Extracted material:
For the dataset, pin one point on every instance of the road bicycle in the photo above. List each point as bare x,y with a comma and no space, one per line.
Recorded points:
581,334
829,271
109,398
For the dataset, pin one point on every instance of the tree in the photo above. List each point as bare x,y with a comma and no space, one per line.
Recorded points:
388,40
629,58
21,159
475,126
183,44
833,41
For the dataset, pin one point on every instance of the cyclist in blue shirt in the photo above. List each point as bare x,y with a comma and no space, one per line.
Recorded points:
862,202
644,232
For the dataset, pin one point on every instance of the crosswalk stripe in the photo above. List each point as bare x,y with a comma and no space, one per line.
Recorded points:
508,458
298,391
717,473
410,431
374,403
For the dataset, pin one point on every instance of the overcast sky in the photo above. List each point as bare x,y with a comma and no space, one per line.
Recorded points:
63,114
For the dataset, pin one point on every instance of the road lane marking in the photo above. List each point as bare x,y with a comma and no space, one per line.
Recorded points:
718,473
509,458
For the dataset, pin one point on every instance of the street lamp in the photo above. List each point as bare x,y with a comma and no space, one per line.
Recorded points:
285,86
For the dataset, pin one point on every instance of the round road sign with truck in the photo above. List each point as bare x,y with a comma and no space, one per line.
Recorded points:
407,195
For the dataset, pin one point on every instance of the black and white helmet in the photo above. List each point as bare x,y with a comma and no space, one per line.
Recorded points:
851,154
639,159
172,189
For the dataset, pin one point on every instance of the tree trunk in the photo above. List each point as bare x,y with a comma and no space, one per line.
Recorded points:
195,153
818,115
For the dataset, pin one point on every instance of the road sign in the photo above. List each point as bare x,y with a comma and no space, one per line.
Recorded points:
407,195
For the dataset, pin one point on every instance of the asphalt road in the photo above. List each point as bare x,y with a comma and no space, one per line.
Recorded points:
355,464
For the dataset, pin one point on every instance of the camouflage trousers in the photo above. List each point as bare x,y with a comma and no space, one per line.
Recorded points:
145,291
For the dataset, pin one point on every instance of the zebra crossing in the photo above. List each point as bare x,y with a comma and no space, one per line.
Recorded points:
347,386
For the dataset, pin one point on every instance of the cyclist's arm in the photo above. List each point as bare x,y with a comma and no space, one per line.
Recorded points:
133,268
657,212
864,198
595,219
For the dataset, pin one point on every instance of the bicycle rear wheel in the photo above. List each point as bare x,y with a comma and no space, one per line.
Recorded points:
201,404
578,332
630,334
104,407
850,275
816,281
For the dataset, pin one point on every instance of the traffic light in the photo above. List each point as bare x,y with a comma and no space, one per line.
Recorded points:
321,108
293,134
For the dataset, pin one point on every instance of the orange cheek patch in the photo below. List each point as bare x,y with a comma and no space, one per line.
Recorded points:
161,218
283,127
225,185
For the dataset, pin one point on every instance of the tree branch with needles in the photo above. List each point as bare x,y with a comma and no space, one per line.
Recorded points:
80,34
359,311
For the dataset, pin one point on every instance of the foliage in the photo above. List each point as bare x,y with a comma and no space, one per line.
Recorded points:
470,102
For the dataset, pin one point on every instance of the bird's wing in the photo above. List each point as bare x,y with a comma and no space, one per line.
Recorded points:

Directions for this task:
Could you transcribe the entries above word for word, from the line with "of the overcast" down to the line with "of the round", keeping both?

Your response:
For the dataset, pin one point on every instance of the overcast sky in the photo above. List each point as bare x,y with a comma and no space, one per line.
Recorded points:
63,114
For the dataset, pin one point on every instance of the road lane marking in the photo above. List each point as bare x,y with a comma and no space, one per line.
Recorded points:
718,473
509,458
For the dataset, pin one point on every instance of the street lamp in the photo above. List each point as bare x,y with a comma and no space, one per line.
Recorded points:
285,86
For the dataset, pin one point on every instance of the round road sign with truck in the photo above. List each point as bare x,y with a comma and no space, one per line.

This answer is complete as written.